● **EXERCISE INSTRUCTIONS**
Word for word, repeat all of the entries below.

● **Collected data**
-*-*-

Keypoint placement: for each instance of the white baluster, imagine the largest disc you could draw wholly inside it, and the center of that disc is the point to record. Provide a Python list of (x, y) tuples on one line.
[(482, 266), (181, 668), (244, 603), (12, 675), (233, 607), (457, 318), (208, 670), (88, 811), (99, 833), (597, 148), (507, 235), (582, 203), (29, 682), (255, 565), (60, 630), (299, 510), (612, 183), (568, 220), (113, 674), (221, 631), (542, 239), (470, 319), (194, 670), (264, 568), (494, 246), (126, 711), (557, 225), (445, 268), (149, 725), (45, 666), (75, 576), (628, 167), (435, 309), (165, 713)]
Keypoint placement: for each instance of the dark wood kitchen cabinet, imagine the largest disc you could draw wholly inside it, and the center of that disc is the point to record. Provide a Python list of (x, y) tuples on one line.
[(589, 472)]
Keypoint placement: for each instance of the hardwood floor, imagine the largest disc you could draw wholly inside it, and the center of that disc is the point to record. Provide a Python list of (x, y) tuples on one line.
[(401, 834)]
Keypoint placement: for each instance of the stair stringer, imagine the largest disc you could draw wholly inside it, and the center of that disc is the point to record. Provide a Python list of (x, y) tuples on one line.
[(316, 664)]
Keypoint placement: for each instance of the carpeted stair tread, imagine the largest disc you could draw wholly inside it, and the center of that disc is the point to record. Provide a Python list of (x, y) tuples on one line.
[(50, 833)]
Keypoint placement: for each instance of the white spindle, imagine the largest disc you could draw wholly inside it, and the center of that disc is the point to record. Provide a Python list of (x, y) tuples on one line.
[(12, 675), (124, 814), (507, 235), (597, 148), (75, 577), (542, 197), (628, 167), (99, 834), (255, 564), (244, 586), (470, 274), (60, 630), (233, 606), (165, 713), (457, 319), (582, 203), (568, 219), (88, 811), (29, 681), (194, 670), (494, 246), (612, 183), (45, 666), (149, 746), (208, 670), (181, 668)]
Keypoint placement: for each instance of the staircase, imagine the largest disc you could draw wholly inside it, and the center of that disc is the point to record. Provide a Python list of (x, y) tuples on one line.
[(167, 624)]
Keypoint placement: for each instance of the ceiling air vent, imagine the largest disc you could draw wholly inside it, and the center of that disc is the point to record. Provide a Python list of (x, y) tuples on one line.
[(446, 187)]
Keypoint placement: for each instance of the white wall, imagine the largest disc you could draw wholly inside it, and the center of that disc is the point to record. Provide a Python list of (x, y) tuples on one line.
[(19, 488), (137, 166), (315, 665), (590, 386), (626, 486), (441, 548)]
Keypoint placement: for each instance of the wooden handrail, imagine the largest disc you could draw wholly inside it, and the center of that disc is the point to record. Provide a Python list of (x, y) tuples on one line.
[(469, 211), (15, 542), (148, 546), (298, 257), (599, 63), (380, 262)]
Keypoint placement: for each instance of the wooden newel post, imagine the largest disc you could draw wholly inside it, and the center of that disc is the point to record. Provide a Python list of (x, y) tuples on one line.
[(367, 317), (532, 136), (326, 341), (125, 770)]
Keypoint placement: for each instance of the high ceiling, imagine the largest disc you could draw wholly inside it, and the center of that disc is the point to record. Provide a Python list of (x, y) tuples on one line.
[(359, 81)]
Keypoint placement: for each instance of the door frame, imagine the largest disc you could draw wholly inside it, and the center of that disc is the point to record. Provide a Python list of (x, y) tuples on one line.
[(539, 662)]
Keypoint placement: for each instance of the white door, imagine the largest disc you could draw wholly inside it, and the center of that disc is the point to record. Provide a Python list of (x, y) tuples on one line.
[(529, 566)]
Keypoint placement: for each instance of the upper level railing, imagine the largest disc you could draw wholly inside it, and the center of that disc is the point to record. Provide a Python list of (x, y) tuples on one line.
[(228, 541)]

-*-*-

● **OUTPUT FOR THIS TASK**
Keypoint placement: for each instance of the white baluster, imagine the largest disc you could draw wholly inside it, and the center of that disc is the point to record. Provide a Python list of (x, y) tuples on one line.
[(482, 266), (181, 668), (244, 603), (12, 675), (233, 607), (457, 318), (208, 670), (88, 811), (99, 833), (597, 148), (507, 235), (582, 203), (29, 682), (255, 565), (60, 630), (299, 510), (612, 183), (568, 220), (113, 674), (221, 631), (542, 239), (470, 319), (194, 670), (264, 568), (494, 246), (126, 711), (557, 225), (445, 268), (149, 725), (45, 666), (75, 576), (628, 167), (435, 309), (165, 713)]
Keypoint placement: for each instance of the dark wood kitchen cabinet, imagine the largest disc you could draw wholly inside it, and the center of that disc is the point to record. Provide a Python list of (x, y) tuples on one line.
[(589, 472)]
Keypoint placement: for each instance of the hardwood floor, imagine the largest disc you could draw wholly inside it, and the center of that disc is the point to record. Provide a Python list of (x, y) tuples on one line.
[(401, 834)]
Keypoint placement: for each instance of the stair stringer, imagine the largest disc you could draw wholly inside it, and the center of that disc is the point to record. Provide a Python list of (x, y) tuples on one line.
[(316, 664)]
Keypoint placement: for each instance of the carpeted stair tread, imagine the largest disc you could draw wholly inside it, and the center of that disc is the point to record. Provide a Python list of (x, y) tuples on one line.
[(50, 833)]
Keypoint placement: for each instance of the white spindle, imagine the largest disc you could draw wholly inside it, and the center of that disc is the point to record. Provide a Python list of (x, y) tuples on one line.
[(12, 675), (124, 814), (507, 235), (597, 148), (75, 577), (542, 197), (628, 167), (99, 834), (255, 564), (244, 586), (470, 274), (60, 630), (233, 606), (165, 713), (457, 319), (582, 203), (568, 219), (88, 811), (29, 681), (194, 670), (494, 246), (612, 183), (45, 666), (149, 746), (208, 670), (181, 668)]
Keypoint placement: for each instance of the staircase, imagine the largest disc you could draw wholly inside it, and the center of that disc is the point to record. Provide a Python list of (x, y) tuples on one line.
[(167, 624)]
Keypoint placement: for each instance of the ceiling air vent, imagine the largest disc you could draw wholly inside it, and the center of that disc is the point to record. Provide a Python list of (x, y) tuples on one line.
[(446, 187)]
Keypoint placement: for each instance of the white wall, imagine the largest disc you could draw wholly inside it, and the center of that disc is the point to record. Provide a Python list of (x, y) tuples on one line.
[(19, 488), (137, 166), (315, 665), (590, 386), (626, 486), (441, 548)]
Keypoint placement: for each instance of the wooden handrail, imagine the largest disc you could draw wholly inside it, and the center of that disc is the point to record. Provide a Python list of (x, y) tuples on one line.
[(469, 211), (15, 542), (148, 546), (298, 257), (599, 63), (380, 262)]
Keypoint placement: for each instance of the wooden newel post, imagine the largest disc you could draw wholly inside it, and the center of that disc is the point to record. Provide a Python list of (x, y) tuples on one line.
[(367, 317), (532, 136), (326, 341), (125, 770)]
Keypoint placement: for each instance of the high ceiling, imagine the largest disc you could draw wholly inside it, and the center of that disc is the point to record. Provide a Python list of (x, y) tuples on one line.
[(359, 81)]
Keypoint placement: for each instance of the door frame, imagine the largest disc you could draw wholly inside it, and the center of that disc is the point to record. Provide a Python list of (x, y) tuples on one line.
[(539, 662)]
Keypoint placement: for each instance of the white door, imagine the largest disc you could draw wholly inside it, and the center of that disc is the point to record. Provide a Python list of (x, y) tuples on one line.
[(529, 566)]
Keypoint placement: for each instance of the upper level railing, imagine the largest disc you could draw wholly inside it, and the center of that disc is the point to record. Provide a Python list of (x, y) tuples on one line.
[(228, 541)]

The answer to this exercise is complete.